[Shape annotation entries]
##########

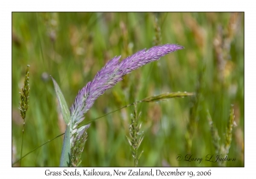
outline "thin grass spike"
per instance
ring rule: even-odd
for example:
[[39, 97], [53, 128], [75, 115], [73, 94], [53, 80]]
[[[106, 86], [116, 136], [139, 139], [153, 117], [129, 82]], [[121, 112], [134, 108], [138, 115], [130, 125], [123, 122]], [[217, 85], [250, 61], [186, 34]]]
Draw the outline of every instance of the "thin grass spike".
[[165, 44], [143, 49], [119, 62], [121, 56], [115, 56], [97, 72], [91, 82], [89, 82], [78, 94], [71, 107], [71, 121], [73, 124], [81, 123], [84, 114], [92, 107], [95, 101], [107, 90], [112, 88], [123, 76], [149, 62], [178, 49], [183, 46]]

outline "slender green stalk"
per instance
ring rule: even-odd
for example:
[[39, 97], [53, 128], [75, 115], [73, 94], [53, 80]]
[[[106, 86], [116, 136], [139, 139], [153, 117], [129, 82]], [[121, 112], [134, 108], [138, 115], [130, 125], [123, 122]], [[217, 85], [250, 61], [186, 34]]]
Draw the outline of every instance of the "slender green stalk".
[[138, 160], [142, 156], [142, 153], [143, 151], [141, 152], [140, 154], [138, 154], [138, 148], [143, 140], [143, 131], [140, 131], [140, 129], [142, 127], [142, 124], [138, 124], [138, 118], [140, 118], [141, 113], [137, 115], [137, 106], [134, 105], [134, 113], [131, 118], [131, 125], [129, 127], [130, 130], [130, 137], [127, 137], [128, 142], [131, 146], [131, 154], [134, 159], [133, 164], [134, 166], [137, 167], [138, 164]]
[[61, 134], [61, 135], [55, 136], [55, 138], [50, 139], [50, 140], [49, 140], [48, 141], [43, 143], [42, 145], [38, 146], [38, 147], [32, 149], [32, 151], [30, 151], [29, 153], [27, 153], [26, 154], [25, 154], [24, 156], [22, 156], [20, 159], [18, 159], [18, 160], [16, 160], [15, 162], [14, 162], [14, 163], [13, 163], [13, 165], [14, 165], [15, 164], [17, 164], [19, 161], [20, 161], [23, 158], [25, 158], [25, 157], [27, 156], [28, 154], [32, 153], [32, 152], [38, 150], [38, 149], [40, 148], [41, 147], [43, 147], [43, 146], [44, 146], [45, 144], [47, 144], [47, 143], [49, 143], [49, 142], [50, 142], [50, 141], [55, 140], [56, 138], [61, 136], [64, 135], [64, 134], [65, 134], [65, 133], [62, 133], [62, 134]]
[[[22, 157], [22, 149], [23, 149], [23, 136], [24, 136], [24, 130], [25, 130], [25, 118], [26, 118], [26, 113], [28, 108], [28, 98], [29, 98], [29, 65], [27, 65], [25, 79], [24, 79], [24, 85], [22, 88], [22, 91], [20, 92], [20, 116], [23, 118], [23, 128], [22, 128], [22, 139], [21, 139], [21, 152], [20, 152], [20, 159]], [[20, 159], [20, 165], [21, 166], [21, 159]]]

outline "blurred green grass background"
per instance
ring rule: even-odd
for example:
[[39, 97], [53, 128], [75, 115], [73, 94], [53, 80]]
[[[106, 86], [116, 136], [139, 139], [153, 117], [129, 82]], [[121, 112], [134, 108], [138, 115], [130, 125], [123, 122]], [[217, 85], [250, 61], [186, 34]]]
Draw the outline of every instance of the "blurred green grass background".
[[[225, 165], [244, 166], [243, 13], [13, 13], [12, 20], [13, 162], [20, 155], [19, 92], [27, 64], [31, 91], [23, 155], [65, 130], [49, 75], [71, 107], [79, 90], [113, 56], [177, 43], [185, 49], [126, 75], [96, 101], [85, 120], [154, 95], [198, 90], [197, 100], [137, 106], [144, 130], [138, 166], [218, 166], [204, 161], [207, 154], [218, 154], [207, 110], [224, 144], [231, 105], [237, 126], [228, 156], [236, 161]], [[81, 166], [133, 165], [125, 137], [132, 111], [127, 107], [91, 124]], [[58, 166], [62, 140], [29, 154], [22, 166]], [[186, 154], [203, 161], [185, 161]]]

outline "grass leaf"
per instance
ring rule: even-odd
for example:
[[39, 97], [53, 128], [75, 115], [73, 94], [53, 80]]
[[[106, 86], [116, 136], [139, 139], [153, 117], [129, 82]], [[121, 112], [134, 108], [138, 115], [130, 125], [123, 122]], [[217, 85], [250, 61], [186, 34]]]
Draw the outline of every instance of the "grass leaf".
[[153, 102], [153, 101], [159, 101], [162, 100], [166, 100], [174, 97], [185, 97], [194, 95], [194, 93], [187, 93], [187, 92], [173, 92], [173, 93], [164, 93], [159, 95], [147, 97], [142, 100], [142, 102]]
[[55, 86], [55, 93], [58, 98], [58, 101], [59, 101], [59, 105], [61, 107], [61, 111], [63, 116], [63, 119], [66, 123], [67, 125], [69, 125], [69, 121], [70, 121], [70, 112], [69, 112], [69, 108], [67, 107], [66, 100], [64, 98], [64, 95], [58, 85], [58, 84], [55, 82], [55, 80], [52, 78], [52, 81], [54, 83], [54, 86]]

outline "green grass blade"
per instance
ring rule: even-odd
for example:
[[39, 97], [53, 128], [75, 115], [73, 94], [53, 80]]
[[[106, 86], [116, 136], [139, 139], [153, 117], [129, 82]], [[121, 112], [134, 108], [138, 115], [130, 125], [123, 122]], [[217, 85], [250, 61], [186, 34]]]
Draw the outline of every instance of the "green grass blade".
[[64, 140], [63, 140], [60, 166], [69, 166], [69, 165], [70, 165], [70, 127], [67, 126]]
[[55, 86], [55, 93], [58, 98], [58, 101], [59, 101], [59, 105], [61, 107], [61, 111], [64, 118], [64, 121], [66, 123], [67, 125], [69, 125], [69, 121], [70, 121], [70, 112], [69, 112], [69, 108], [67, 107], [66, 100], [64, 98], [64, 95], [58, 85], [58, 84], [55, 82], [55, 80], [52, 78], [52, 81], [54, 83], [54, 86]]
[[166, 100], [170, 98], [175, 98], [175, 97], [186, 97], [194, 95], [194, 93], [187, 93], [187, 92], [174, 92], [174, 93], [164, 93], [160, 94], [159, 95], [150, 96], [147, 97], [143, 100], [142, 100], [142, 102], [153, 102], [153, 101], [159, 101], [162, 100]]

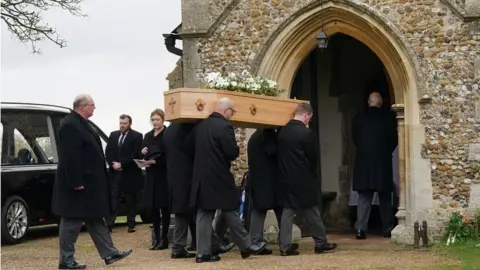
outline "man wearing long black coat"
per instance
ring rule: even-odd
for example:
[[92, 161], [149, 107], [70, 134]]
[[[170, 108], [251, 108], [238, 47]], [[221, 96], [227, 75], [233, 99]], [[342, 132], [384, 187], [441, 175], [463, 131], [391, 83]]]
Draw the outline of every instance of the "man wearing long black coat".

##########

### EXERCISE GOAL
Copy out the material above line for line, exactly as it stands, leaving out the pictures.

### RESULT OF THE EXERCISE
outline "thin grass spike"
per instance
ring rule: even-odd
for example:
[[39, 97], [53, 128], [75, 115], [73, 94], [53, 80]]
[[[106, 86], [116, 136], [139, 139], [153, 117], [129, 82]], [[121, 112], [134, 108], [138, 115], [130, 125], [123, 122]], [[217, 85], [250, 61], [186, 34]]]
Draw the outline of every instance of the "thin grass spike".
[[165, 44], [143, 49], [119, 62], [121, 56], [115, 56], [97, 72], [91, 82], [89, 82], [78, 94], [71, 107], [71, 121], [73, 124], [81, 123], [84, 114], [92, 107], [95, 101], [107, 90], [112, 88], [123, 76], [149, 62], [178, 49], [183, 46]]

outline "slender green stalk"
per instance
ring rule: even-odd
for example:
[[39, 97], [53, 128], [75, 115], [73, 94], [53, 80]]
[[[106, 86], [116, 136], [139, 139], [153, 117], [129, 82]], [[121, 112], [134, 108], [138, 115], [130, 125], [123, 122]], [[217, 85], [250, 61], [186, 34]]]
Draw the outline of every instance of the "slender green stalk".
[[138, 160], [142, 156], [142, 153], [143, 151], [141, 152], [140, 154], [138, 154], [138, 148], [143, 140], [143, 131], [140, 131], [140, 129], [142, 127], [142, 124], [138, 124], [138, 118], [140, 118], [141, 113], [137, 115], [137, 106], [134, 105], [134, 113], [131, 118], [131, 125], [129, 127], [130, 130], [130, 137], [127, 137], [128, 142], [131, 146], [131, 154], [134, 159], [133, 164], [134, 166], [137, 167], [138, 164]]
[[61, 134], [61, 135], [55, 136], [55, 138], [50, 139], [50, 140], [49, 140], [48, 141], [43, 143], [42, 145], [38, 146], [38, 147], [32, 149], [32, 151], [30, 151], [29, 153], [27, 153], [26, 154], [25, 154], [24, 156], [22, 156], [20, 159], [18, 159], [18, 160], [16, 160], [15, 162], [14, 162], [14, 163], [13, 163], [13, 165], [14, 165], [15, 164], [17, 164], [19, 161], [20, 161], [23, 158], [25, 158], [25, 157], [27, 156], [28, 154], [32, 153], [32, 152], [38, 150], [38, 149], [40, 148], [41, 147], [43, 147], [43, 146], [44, 146], [45, 144], [47, 144], [47, 143], [49, 143], [49, 142], [50, 142], [50, 141], [55, 140], [56, 138], [61, 136], [64, 135], [64, 134], [65, 134], [65, 133], [62, 133], [62, 134]]
[[[22, 157], [22, 149], [23, 149], [23, 136], [24, 136], [24, 130], [25, 130], [25, 118], [26, 118], [26, 113], [28, 108], [28, 98], [29, 98], [29, 65], [27, 65], [25, 79], [24, 79], [24, 85], [22, 88], [22, 91], [20, 92], [20, 116], [23, 118], [23, 128], [22, 128], [22, 139], [21, 139], [21, 152], [20, 152], [20, 159]], [[20, 159], [20, 165], [21, 166], [21, 159]]]

outline "blurred green grass background"
per instance
ring rule: even-odd
for example:
[[39, 97], [53, 128], [75, 115], [73, 94], [53, 80]]
[[[106, 86], [116, 136], [139, 139], [153, 117], [129, 82]], [[121, 112], [134, 108], [138, 115], [130, 125], [123, 122]], [[217, 85], [250, 61], [186, 34]]]
Draw the outline of every instance of the "blurred green grass background".
[[[225, 165], [244, 166], [243, 13], [13, 13], [12, 20], [13, 162], [20, 155], [19, 92], [27, 64], [31, 91], [23, 155], [65, 130], [49, 75], [71, 107], [79, 90], [113, 56], [177, 43], [185, 49], [126, 75], [96, 101], [85, 120], [154, 95], [198, 90], [197, 100], [137, 106], [144, 130], [138, 166], [218, 166], [204, 161], [207, 154], [218, 154], [207, 110], [224, 144], [231, 105], [237, 126], [228, 156], [236, 161]], [[81, 166], [133, 165], [125, 137], [132, 111], [127, 107], [91, 124]], [[58, 166], [62, 140], [29, 154], [22, 166]], [[186, 154], [203, 161], [185, 161]]]

outline "grass leaf"
per instance
ring rule: even-odd
for example:
[[39, 97], [53, 128], [75, 115], [73, 94], [53, 80]]
[[[106, 86], [116, 136], [139, 139], [153, 117], [129, 82]], [[121, 112], [134, 108], [138, 115], [130, 125], [123, 122]], [[217, 85], [250, 61], [186, 34]]]
Draw the outline of every instance of the "grass leaf".
[[153, 102], [153, 101], [159, 101], [162, 100], [166, 100], [174, 97], [185, 97], [194, 95], [194, 93], [187, 93], [187, 92], [173, 92], [173, 93], [164, 93], [159, 95], [147, 97], [142, 100], [142, 102]]
[[55, 86], [55, 93], [58, 98], [58, 101], [59, 101], [59, 105], [61, 107], [61, 111], [63, 116], [63, 119], [66, 123], [67, 125], [69, 125], [69, 121], [70, 121], [70, 112], [69, 112], [69, 108], [67, 107], [66, 100], [64, 98], [64, 95], [58, 85], [58, 84], [55, 82], [55, 80], [52, 78], [52, 81], [54, 83], [54, 86]]

outline "green grass blade"
per instance
ring rule: even-odd
for example:
[[39, 97], [53, 128], [75, 115], [73, 94], [53, 80]]
[[[106, 86], [116, 136], [139, 139], [153, 117], [129, 82]], [[121, 112], [134, 108], [138, 115], [130, 125], [123, 122]], [[217, 85], [250, 61], [186, 34]]]
Draw the outline of every instance of the "green grass blade".
[[64, 140], [63, 140], [60, 166], [69, 166], [69, 165], [70, 165], [70, 127], [67, 126]]
[[55, 86], [55, 93], [58, 98], [58, 101], [59, 101], [59, 105], [61, 107], [61, 111], [64, 118], [64, 121], [66, 123], [67, 125], [69, 125], [69, 121], [70, 121], [70, 112], [69, 112], [69, 108], [67, 107], [66, 100], [64, 98], [64, 95], [58, 85], [58, 84], [55, 82], [55, 80], [52, 78], [52, 81], [54, 83], [54, 86]]
[[166, 100], [170, 98], [175, 98], [175, 97], [186, 97], [194, 95], [194, 93], [187, 93], [187, 92], [174, 92], [174, 93], [164, 93], [160, 94], [159, 95], [150, 96], [147, 97], [143, 100], [142, 100], [142, 102], [153, 102], [153, 101], [159, 101], [162, 100]]

outline "man wearing long black coat"
per instance
ring rule: even-odd
for example:
[[92, 161], [149, 107], [70, 134]]
[[[170, 108], [251, 108], [238, 47]], [[221, 96], [227, 75], [233, 99]], [[342, 132], [384, 187], [441, 175], [463, 131], [391, 83]]]
Draw the outline of every instance of the "man wearing long black coat".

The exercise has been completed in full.